Tags: baking, chocolate, dessert, tarts
It’s back to the sweets with this week’s Tuesdays with Dorie, which I am excited to be co-hosting along with Spike, Jaime and Jessica. We’re doing David Ogonowski’s Chocolate Truffle Tartlets, and they are every bit as intense as the name sounds. A chocolate crust is the vessel for a dark chocolate filling loaded with milk and white chocolate bits and pieces of crunchy cookie (I used amaretti, but biscotti are suggested, too). The filling isn’t a straightforward ganache, but a baked chocolate filling made with whipped egg yolks. The ribbony yolks give the filling some lift and structure. They don’t bake up exactly cakey or moussey, but kind of somewhere in between. Although the recipe says they are best enjoyed day of, I thought the tartlets were fantastic eaten chilled the next day, when they were like candy bars.
These tartlets may be small, but they pack a chocolate punch. A tartlet may be uaually meant for one, but I think these are so rich that they are made for sharing. A couple of notes about my personal experience here– I used a 60% chocolate in my filling base…I thought it was a tad too sweet when combined with the extra chocolate and cookie bits. Next time I’d go with a 70-something% for a bit more balance. Also, while the chocolate tart dough in this recipe is almost exactly the same as the one in BFMHTY, that one (BFMHTY) uses powdered sugar instead of granulated, and I think it may be a bit easier to work with.

..............................

### TASK TO COMPLETE:
Write out the post about chocolate truffle tartlets in full, word for word.

### Examples of point labeling:
..............................

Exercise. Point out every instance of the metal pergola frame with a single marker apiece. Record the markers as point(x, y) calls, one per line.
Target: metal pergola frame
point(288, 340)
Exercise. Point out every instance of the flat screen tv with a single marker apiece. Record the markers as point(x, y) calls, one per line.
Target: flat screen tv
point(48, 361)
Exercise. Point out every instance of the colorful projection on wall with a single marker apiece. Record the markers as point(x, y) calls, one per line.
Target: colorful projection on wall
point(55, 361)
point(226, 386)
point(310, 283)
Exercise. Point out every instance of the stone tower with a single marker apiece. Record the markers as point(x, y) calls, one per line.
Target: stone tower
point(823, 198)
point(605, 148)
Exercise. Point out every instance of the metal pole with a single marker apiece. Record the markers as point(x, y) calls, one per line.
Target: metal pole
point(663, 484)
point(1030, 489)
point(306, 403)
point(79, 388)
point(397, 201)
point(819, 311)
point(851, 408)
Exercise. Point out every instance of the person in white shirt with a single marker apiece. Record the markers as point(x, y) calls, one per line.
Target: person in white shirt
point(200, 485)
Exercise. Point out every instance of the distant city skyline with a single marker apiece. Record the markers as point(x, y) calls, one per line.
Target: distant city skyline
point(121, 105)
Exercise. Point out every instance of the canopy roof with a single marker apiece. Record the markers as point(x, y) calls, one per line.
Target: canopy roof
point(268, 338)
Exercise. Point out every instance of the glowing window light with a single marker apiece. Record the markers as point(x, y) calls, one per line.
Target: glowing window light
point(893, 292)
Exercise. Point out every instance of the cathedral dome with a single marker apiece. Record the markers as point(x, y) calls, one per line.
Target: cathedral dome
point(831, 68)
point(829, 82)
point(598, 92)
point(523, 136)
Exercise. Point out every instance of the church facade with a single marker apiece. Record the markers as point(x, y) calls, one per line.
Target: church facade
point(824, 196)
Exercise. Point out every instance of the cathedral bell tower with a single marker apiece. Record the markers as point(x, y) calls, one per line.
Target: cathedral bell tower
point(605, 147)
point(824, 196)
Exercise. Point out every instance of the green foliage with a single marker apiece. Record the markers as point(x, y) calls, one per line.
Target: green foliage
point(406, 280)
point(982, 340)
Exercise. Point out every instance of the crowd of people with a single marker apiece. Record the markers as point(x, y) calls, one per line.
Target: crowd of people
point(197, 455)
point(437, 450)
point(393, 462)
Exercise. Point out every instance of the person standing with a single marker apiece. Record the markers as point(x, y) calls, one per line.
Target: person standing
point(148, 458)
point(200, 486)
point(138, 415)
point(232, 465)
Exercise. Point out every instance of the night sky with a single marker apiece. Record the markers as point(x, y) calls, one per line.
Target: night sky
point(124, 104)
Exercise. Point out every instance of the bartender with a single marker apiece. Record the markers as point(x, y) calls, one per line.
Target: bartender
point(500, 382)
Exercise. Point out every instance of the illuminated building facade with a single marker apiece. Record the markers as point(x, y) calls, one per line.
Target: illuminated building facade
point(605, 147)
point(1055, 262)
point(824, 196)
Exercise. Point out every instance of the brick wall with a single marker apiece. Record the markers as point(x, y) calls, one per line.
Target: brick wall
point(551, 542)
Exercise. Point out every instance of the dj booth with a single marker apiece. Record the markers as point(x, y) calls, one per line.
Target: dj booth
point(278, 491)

..............................

### FULL OUTPUT:
Tags: baking, chocolate, dessert, tarts
It’s back to the sweets with this week’s Tuesdays with Dorie, which I am excited to be co-hosting along with Spike, Jaime and Jessica. We’re doing David Ogonowski’s Chocolate Truffle Tartlets, and they are every bit as intense as the name sounds. A chocolate crust is the vessel for a dark chocolate filling loaded with milk and white chocolate bits and pieces of crunchy cookie (I used amaretti, but biscotti are suggested, too). The filling isn’t a straightforward ganache, but a baked chocolate filling made with whipped egg yolks. The ribbony yolks give the filling some lift and structure. They don’t bake up exactly cakey or moussey, but kind of somewhere in between. Although the recipe says they are best enjoyed day of, I thought the tartlets were fantastic eaten chilled the next day, when they were like candy bars.
These tartlets may be small, but they pack a chocolate punch. A tartlet may be uaually meant for one, but I think these are so rich that they are made for sharing. A couple of notes about my personal experience here– I used a 60% chocolate in my filling base…I thought it was a tad too sweet when combined with the extra chocolate and cookie bits. Next time I’d go with a 70-something% for a bit more balance. Also, while the chocolate tart dough in this recipe is almost exactly the same as the one in BFMHTY, that one (BFMHTY) uses powdered sugar instead of granulated, and I think it may be a bit easier to work with.